## Brief:
Leaving out all pictures, transcribe exactly the lines between the line with "Each instance receives one keypoint. Annotate the stone wall" and the last line of the records below, both included.

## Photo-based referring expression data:
......
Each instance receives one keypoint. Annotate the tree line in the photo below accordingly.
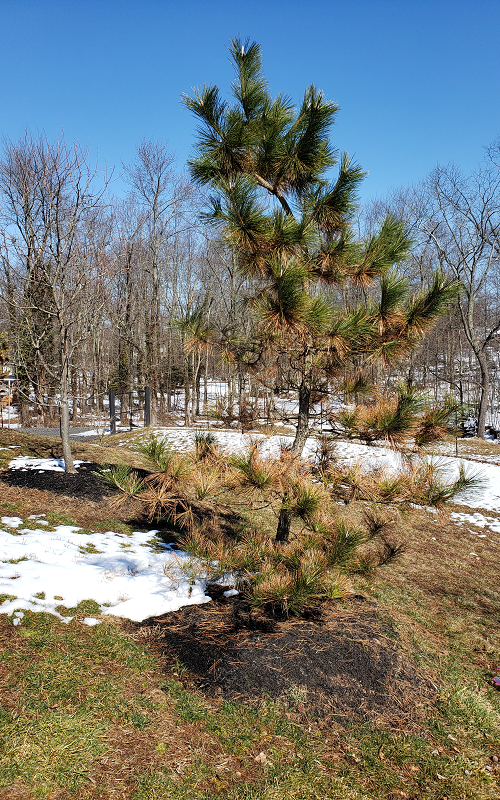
(255, 265)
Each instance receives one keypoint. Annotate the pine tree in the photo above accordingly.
(290, 226)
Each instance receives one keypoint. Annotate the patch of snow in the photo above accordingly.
(135, 582)
(12, 522)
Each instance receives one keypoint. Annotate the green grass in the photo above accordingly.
(90, 710)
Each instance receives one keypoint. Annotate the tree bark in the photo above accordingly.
(64, 423)
(302, 431)
(485, 390)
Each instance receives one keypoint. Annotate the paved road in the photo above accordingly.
(75, 433)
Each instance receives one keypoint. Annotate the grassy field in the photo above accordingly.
(96, 712)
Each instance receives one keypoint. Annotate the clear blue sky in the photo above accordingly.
(418, 81)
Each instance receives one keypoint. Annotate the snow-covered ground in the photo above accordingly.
(137, 576)
(133, 576)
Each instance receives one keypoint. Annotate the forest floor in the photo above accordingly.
(385, 695)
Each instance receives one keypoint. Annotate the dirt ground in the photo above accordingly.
(85, 484)
(342, 663)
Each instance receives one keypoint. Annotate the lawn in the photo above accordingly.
(138, 710)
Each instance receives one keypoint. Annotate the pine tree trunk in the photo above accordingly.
(302, 431)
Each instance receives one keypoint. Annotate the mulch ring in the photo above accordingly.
(84, 484)
(340, 666)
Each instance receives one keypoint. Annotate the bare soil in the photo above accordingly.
(341, 665)
(84, 484)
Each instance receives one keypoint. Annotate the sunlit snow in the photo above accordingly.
(137, 576)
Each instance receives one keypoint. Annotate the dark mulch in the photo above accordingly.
(85, 484)
(341, 666)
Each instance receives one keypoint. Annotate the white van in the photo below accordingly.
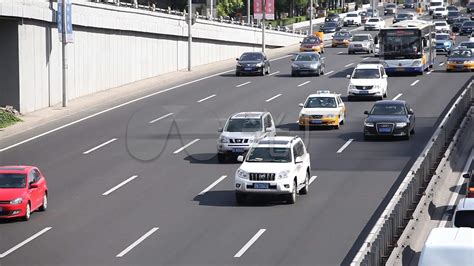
(464, 214)
(434, 4)
(448, 247)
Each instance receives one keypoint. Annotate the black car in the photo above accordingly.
(466, 28)
(458, 23)
(330, 27)
(452, 16)
(470, 7)
(389, 118)
(252, 63)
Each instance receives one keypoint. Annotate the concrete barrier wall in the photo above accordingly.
(114, 46)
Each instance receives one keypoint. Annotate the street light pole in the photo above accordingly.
(263, 25)
(190, 36)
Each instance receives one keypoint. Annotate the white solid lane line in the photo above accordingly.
(273, 98)
(304, 83)
(185, 146)
(207, 98)
(274, 73)
(345, 146)
(212, 185)
(100, 146)
(136, 243)
(398, 96)
(119, 185)
(329, 73)
(24, 242)
(243, 84)
(160, 118)
(250, 243)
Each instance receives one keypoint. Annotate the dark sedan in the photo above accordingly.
(452, 16)
(252, 63)
(458, 23)
(307, 63)
(466, 28)
(330, 27)
(389, 118)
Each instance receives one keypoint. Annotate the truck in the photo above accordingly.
(448, 246)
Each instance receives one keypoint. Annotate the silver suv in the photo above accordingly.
(242, 130)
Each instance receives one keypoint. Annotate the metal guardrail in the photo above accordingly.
(169, 11)
(378, 245)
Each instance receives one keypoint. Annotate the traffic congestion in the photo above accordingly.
(344, 85)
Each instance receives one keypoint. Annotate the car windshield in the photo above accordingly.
(12, 180)
(244, 125)
(310, 40)
(461, 54)
(442, 37)
(307, 57)
(468, 23)
(270, 154)
(251, 57)
(366, 74)
(321, 102)
(388, 109)
(464, 219)
(360, 38)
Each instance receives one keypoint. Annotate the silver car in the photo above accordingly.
(241, 131)
(307, 63)
(361, 43)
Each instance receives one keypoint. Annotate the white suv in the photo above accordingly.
(367, 80)
(275, 165)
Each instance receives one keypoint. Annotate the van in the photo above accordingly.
(464, 214)
(448, 246)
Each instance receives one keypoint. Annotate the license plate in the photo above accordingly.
(260, 186)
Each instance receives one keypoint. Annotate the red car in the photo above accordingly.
(23, 190)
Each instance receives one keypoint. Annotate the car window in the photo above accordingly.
(366, 73)
(244, 125)
(321, 102)
(388, 109)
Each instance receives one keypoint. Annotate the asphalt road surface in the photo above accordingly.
(137, 199)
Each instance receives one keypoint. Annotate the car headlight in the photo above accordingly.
(400, 125)
(283, 174)
(223, 140)
(16, 201)
(368, 124)
(242, 174)
(416, 63)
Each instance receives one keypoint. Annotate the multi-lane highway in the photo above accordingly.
(141, 185)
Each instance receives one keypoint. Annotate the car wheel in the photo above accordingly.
(240, 198)
(291, 198)
(305, 189)
(27, 213)
(221, 158)
(44, 206)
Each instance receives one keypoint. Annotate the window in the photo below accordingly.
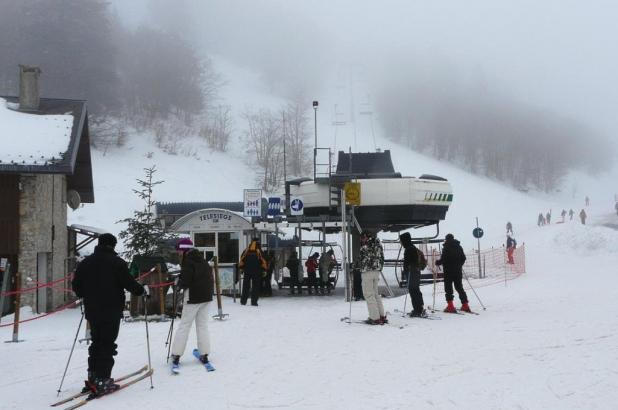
(228, 247)
(204, 240)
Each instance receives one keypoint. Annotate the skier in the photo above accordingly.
(101, 279)
(371, 261)
(312, 265)
(327, 263)
(410, 265)
(511, 244)
(254, 266)
(266, 288)
(197, 281)
(452, 260)
(583, 216)
(295, 280)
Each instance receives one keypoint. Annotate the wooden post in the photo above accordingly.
(220, 315)
(17, 308)
(161, 296)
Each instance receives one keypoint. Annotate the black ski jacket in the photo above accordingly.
(101, 279)
(452, 258)
(196, 275)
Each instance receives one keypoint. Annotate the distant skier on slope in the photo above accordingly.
(511, 244)
(197, 281)
(583, 216)
(101, 279)
(509, 227)
(452, 260)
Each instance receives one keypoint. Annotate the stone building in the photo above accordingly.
(44, 166)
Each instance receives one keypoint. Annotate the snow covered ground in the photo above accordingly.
(548, 339)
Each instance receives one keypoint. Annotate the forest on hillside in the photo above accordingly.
(487, 132)
(154, 77)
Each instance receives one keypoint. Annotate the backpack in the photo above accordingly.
(422, 261)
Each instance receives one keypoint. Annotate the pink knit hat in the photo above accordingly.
(184, 244)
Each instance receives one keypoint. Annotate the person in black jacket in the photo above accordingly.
(293, 266)
(410, 265)
(452, 260)
(197, 281)
(254, 267)
(100, 280)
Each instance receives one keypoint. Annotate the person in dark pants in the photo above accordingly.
(254, 267)
(357, 285)
(452, 260)
(267, 289)
(292, 265)
(312, 266)
(410, 265)
(100, 280)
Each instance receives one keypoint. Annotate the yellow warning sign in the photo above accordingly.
(352, 193)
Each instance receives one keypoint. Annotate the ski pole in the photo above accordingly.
(147, 338)
(71, 354)
(405, 301)
(168, 343)
(471, 287)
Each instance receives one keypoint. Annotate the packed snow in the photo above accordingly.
(32, 139)
(548, 339)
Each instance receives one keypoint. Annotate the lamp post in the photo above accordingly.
(315, 129)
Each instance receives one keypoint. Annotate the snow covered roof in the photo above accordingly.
(33, 139)
(53, 140)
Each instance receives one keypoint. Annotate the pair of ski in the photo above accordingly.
(458, 312)
(208, 366)
(364, 322)
(87, 396)
(428, 315)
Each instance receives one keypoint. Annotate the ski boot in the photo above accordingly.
(415, 313)
(104, 386)
(450, 308)
(465, 307)
(370, 321)
(89, 386)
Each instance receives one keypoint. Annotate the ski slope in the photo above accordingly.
(547, 340)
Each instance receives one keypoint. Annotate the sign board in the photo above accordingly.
(352, 193)
(297, 207)
(253, 202)
(477, 233)
(226, 277)
(274, 206)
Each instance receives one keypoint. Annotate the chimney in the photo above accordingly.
(29, 87)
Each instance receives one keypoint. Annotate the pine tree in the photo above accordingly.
(144, 234)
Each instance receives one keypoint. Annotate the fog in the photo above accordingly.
(556, 55)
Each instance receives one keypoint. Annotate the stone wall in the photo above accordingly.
(43, 238)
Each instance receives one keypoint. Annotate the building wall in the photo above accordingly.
(43, 238)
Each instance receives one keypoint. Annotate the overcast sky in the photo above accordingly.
(559, 55)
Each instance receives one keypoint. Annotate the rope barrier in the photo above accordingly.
(61, 308)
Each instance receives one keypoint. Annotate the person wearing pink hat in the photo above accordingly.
(196, 280)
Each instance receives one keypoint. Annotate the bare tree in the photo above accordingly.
(265, 147)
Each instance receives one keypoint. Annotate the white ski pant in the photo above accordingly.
(370, 292)
(197, 312)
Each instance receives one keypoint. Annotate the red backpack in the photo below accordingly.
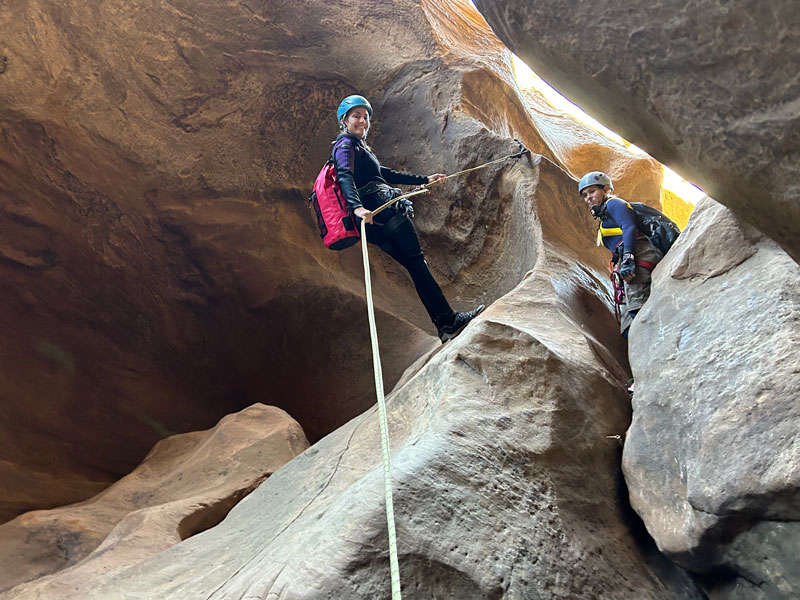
(337, 225)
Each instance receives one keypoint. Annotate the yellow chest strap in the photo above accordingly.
(603, 232)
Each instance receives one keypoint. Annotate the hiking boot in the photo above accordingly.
(460, 320)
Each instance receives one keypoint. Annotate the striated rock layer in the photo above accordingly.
(185, 485)
(712, 457)
(709, 88)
......
## Result:
Each instance receives one keypoint. Annotate the stone wall in the photo above accordingly.
(43, 238)
Each instance receives one keypoint. Annotate the building wall in the photo above accordingly.
(43, 238)
Each instance receives one keypoint. Annotate the overcast sky in the photo above accordingly.
(559, 55)
Each instance receives one keypoint. Annotate the rope barrier in the photo above accordingly.
(61, 308)
Each instance receives one keypoint. Annotate the person wearing pink hat in the photo above accordingly.
(196, 280)
Each instance receives one keypoint. Annotate the bare tree in the photo above accordingly.
(265, 147)
Each instance receives one keypoint. Annotate the white ski pant in the photo above accordingly.
(370, 292)
(197, 312)
Each instance receives one keypoint. Annotate the red backpack in the photo below accordingly.
(337, 225)
Each instance receives one keypoint. Annotate the yellow chest strap in the photo above accordingly.
(603, 232)
Each instance receives one keypoint. Annotate the hiking boot in the photo above accordingly.
(460, 320)
Each instance receives one keypoint. Annotate the striated rock layer in the photo above accordingly.
(185, 485)
(712, 457)
(709, 88)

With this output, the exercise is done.